### ACTION ITEM:
Work out how many lines in the records below include the string "query", and reply with that number alone.

──────────

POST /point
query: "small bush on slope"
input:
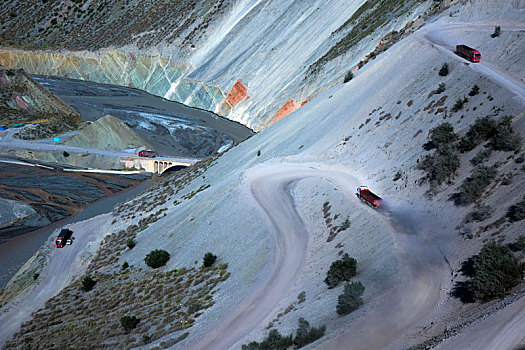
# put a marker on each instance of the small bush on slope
(341, 270)
(350, 300)
(500, 133)
(348, 76)
(472, 187)
(304, 335)
(88, 283)
(209, 259)
(442, 134)
(481, 213)
(131, 243)
(494, 271)
(440, 166)
(517, 211)
(157, 258)
(129, 322)
(443, 71)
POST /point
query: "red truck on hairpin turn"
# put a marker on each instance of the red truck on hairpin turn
(367, 196)
(469, 53)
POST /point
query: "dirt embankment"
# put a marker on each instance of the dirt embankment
(23, 100)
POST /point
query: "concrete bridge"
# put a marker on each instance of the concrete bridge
(156, 165)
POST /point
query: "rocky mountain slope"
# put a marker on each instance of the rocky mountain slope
(244, 59)
(280, 207)
(23, 100)
(107, 132)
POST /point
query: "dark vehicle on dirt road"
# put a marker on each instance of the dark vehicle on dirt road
(367, 196)
(469, 53)
(148, 154)
(63, 237)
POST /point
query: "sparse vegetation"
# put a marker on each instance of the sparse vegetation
(497, 32)
(397, 176)
(474, 91)
(129, 322)
(481, 213)
(499, 132)
(348, 76)
(341, 270)
(157, 258)
(131, 243)
(350, 300)
(276, 341)
(481, 157)
(306, 335)
(443, 71)
(209, 259)
(516, 212)
(493, 273)
(442, 135)
(440, 166)
(458, 105)
(473, 187)
(88, 283)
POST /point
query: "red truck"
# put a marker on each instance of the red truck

──────────

### PROBLEM SOLUTION:
8